§ Exercise material:

___

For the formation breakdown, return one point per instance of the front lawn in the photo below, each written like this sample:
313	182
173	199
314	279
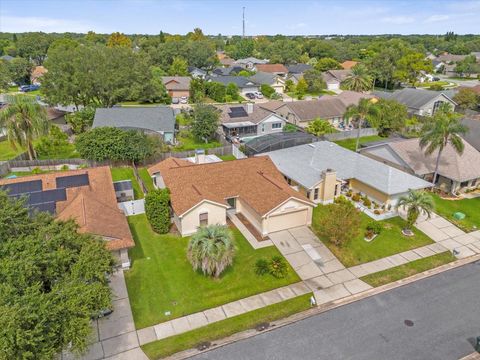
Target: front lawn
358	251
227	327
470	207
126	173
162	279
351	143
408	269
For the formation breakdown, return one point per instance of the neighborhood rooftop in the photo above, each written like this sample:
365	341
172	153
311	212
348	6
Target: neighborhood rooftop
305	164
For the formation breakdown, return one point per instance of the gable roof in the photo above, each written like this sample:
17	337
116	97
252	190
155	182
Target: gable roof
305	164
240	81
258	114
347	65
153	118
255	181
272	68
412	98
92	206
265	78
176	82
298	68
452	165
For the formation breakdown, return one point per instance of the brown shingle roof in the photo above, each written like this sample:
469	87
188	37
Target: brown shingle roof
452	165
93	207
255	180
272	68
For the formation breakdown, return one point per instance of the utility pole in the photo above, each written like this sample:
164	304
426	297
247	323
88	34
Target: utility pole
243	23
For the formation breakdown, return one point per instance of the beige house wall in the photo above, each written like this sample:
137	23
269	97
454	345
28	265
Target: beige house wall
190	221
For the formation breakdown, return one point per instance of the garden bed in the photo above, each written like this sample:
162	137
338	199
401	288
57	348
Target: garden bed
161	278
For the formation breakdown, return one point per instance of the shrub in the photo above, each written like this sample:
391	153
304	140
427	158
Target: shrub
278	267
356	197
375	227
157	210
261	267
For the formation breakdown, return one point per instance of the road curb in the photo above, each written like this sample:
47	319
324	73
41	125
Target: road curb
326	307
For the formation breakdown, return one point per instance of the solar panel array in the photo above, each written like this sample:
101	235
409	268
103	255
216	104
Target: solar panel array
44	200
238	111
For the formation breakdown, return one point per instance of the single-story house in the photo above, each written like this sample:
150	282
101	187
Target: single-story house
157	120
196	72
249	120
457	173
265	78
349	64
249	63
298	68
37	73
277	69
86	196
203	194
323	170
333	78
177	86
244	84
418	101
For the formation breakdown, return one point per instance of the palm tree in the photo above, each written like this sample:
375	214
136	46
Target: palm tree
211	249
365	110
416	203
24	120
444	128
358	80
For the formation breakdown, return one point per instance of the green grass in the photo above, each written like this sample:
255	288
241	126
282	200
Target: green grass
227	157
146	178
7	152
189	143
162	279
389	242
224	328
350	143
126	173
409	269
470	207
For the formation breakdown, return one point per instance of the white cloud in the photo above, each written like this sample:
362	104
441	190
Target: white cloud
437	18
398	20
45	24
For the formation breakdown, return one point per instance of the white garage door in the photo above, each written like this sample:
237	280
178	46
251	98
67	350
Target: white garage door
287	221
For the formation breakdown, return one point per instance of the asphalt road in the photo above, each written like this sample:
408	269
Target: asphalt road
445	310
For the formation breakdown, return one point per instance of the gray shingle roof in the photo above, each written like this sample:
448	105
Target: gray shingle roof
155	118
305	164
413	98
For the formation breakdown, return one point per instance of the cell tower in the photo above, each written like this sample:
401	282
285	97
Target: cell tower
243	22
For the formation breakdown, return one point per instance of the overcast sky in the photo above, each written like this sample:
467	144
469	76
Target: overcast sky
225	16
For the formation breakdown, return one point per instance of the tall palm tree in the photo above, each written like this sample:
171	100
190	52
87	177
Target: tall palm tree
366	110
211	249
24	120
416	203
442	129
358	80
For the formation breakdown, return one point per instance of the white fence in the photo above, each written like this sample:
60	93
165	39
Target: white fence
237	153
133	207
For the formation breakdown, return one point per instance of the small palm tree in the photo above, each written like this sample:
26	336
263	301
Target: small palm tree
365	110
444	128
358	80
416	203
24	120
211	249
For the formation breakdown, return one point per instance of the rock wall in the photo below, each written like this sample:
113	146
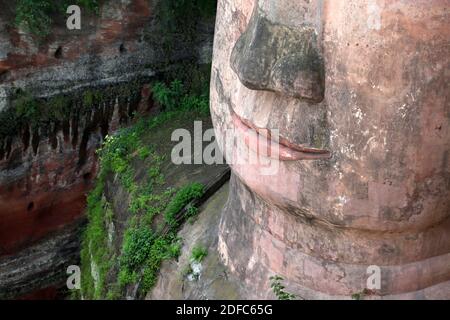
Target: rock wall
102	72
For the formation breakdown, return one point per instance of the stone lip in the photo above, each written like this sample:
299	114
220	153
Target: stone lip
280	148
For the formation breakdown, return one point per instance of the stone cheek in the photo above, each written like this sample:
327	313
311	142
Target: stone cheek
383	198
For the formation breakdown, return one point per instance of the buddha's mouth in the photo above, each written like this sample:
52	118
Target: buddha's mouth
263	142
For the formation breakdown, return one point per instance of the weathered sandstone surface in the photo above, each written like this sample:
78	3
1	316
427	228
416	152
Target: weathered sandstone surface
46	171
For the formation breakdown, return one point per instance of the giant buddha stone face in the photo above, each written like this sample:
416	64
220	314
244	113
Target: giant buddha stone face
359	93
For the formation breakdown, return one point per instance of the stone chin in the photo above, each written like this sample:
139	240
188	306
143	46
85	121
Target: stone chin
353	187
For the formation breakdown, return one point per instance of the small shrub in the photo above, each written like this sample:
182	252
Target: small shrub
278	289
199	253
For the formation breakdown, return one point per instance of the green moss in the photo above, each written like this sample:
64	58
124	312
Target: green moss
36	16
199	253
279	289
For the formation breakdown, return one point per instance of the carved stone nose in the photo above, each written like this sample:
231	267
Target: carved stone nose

___

§ Aim: Reproduce every item above word for word, leaving the pictures out.

§ Exercise response:
For the formation breakdown, return one point per instance of the front lawn in the photo below, each written like this sample:
313	182
173	199
314	279
Target: front lawn
358	251
227	327
470	207
126	173
162	279
351	143
408	269
For the formation breakdown, return one point per instance of the neighborhood rooftop in the photo above, each written like this sample:
365	341
172	153
311	212
348	6
Target: neighborhood rooftop
305	164
For the formation breakdown, return one point per instance of the gable roof in the photo above, each written like this sample:
17	337
116	97
252	190
155	182
Target: gable roof
305	164
240	81
258	114
347	65
153	118
255	181
272	68
412	98
92	206
265	78
176	82
298	68
452	165
For the formation breakdown, return one point per instance of the brown shingle roof in the photo above, each written like this sample:
469	87
188	37
Target: brown shingle roof
452	165
93	207
255	180
272	68
For the formation breakdown, return one point per instance of the utility pole in the photo above, each written like this sample:
164	304
426	297
247	323
88	34
Target: utility pole
243	23
For the formation breakdown, return one point per instance of the beige house wall in the photo above, each written like this sample:
137	23
269	97
454	345
28	265
Target: beige house wall
190	221
For the formation breakdown, return one point per instance of the garden bed in the photo above, each written like this sample:
162	137
338	199
401	288
57	348
Target: garden bed
161	278
For the formation breakdown, return one point per instance of the shrub in the photo above, each written like this sample:
391	153
304	140
427	158
Target: shrub
278	267
356	197
375	227
157	210
261	267
For the formation breakdown, return one point per instance of the road curb in the photo above, each written like this sample:
47	319
324	73
41	125
Target: road curb
326	307
For the formation breakdown, return one point per instance of the solar panel array in the photo above, each written like this sample:
101	235
409	268
103	255
216	104
Target: solar panel array
44	200
238	111
For the formation breakdown, return one point per instance of the single-story house in the photo above, each written like this sample:
150	282
101	187
Target: single-story house
157	120
196	72
249	120
457	173
265	78
349	64
249	63
298	68
37	73
277	69
86	196
203	194
323	170
333	78
177	86
244	84
418	101
For the formation breakdown, return one point per instance of the palm tree in the photo above, each written like this sample:
375	214
136	46
Target: palm tree
211	249
365	110
416	203
24	120
444	128
358	80
For the formation breakdown, return one point per instance of the green grass in the photo above, each written like this sample:
255	288
241	126
282	200
Target: green grass
227	157
146	178
7	152
189	143
162	279
389	242
224	328
350	143
126	173
409	269
470	207
For the formation breakdown, return one point per instance of the white cloud in the photo above, each written like this sample:
362	104
441	190
Target: white cloud
437	18
398	20
45	24
For the formation breakdown, return one point per instance of the white garage door in the photo above, each written like this sample:
237	280
178	46
251	98
67	350
Target: white garage door
287	221
For the formation breakdown, return one point per instance of the asphalt road in the photo above, each written like this sample:
408	269
Target: asphalt road
445	310
For the formation breakdown, return one point per instance of the gray shingle roof in the photo above, each written like this sample:
448	105
Target: gray shingle roof
155	118
305	164
413	98
For the formation breakdown, return one point per instance of the cell tower in the photo above, each written like this sample:
401	282
285	97
Target: cell tower
243	22
For the formation breakdown, return one point per instance of the overcast sky in the photo above, each written like this sample:
467	144
469	76
Target: overcast sky
225	16
For the formation breakdown, return one point per instance of the tall palm tree in the photo above, each written like this sample:
171	100
190	52
87	177
Target: tall palm tree
366	110
211	249
24	120
416	203
442	129
358	80
For the formation breakdown, return one point per instance of the white fence in the photo above, each written like this sample:
60	93
165	39
Target: white fence
237	153
133	207
For the formation breakdown, return one point per instance of the small palm tree in the photo above, each written like this sample:
26	336
263	301
Target: small palm tree
365	110
444	128
358	80
416	203
24	120
211	249
For the formation breakdown, return one point per instance of the rock wall in the photo below, each written like this sample:
113	146
Target: rock wall
102	72
For the formation breakdown, return one point per instance of the stone lip in the photo above, each written like this sample:
299	114
220	153
Target: stone lip
280	148
For the formation breakdown, return one point per instance of the stone cheek in the photo above, each written like this sample:
327	313
311	142
Target: stone cheek
383	198
For the formation breakdown, return one point per instance of the buddha's mouth in the photo above, each written like this sample:
52	118
Target: buddha's mouth
263	142
For the formation breakdown, return one point per instance of the weathered sandstone surface in the photo above, each written like this sample:
78	3
1	316
427	228
416	152
Target: weathered sandstone surface
46	171
For the formation breakdown, return one point per instance of the giant buddha stone face in the photo above, each written like this sample:
416	64
220	314
244	113
Target: giant buddha stone face
359	93
For the formation breakdown, return one point per instance of the stone chin in the photo above, each written like this sample:
139	240
188	306
143	46
85	121
Target: stone chin
353	187
For the formation breakdown, return one point per instance of the small shrub in the photo above, each written like this sample:
182	252
Target: small shrub
278	289
199	253
For the formation breakdown, return one point per instance of the green moss in the photo above, each written like this sample:
64	58
124	312
Target: green moss
36	16
199	253
279	289
For the formation breakdown, return one point per instance of the carved stone nose in the photo above, each written like this sample:
231	267
Target: carved stone nose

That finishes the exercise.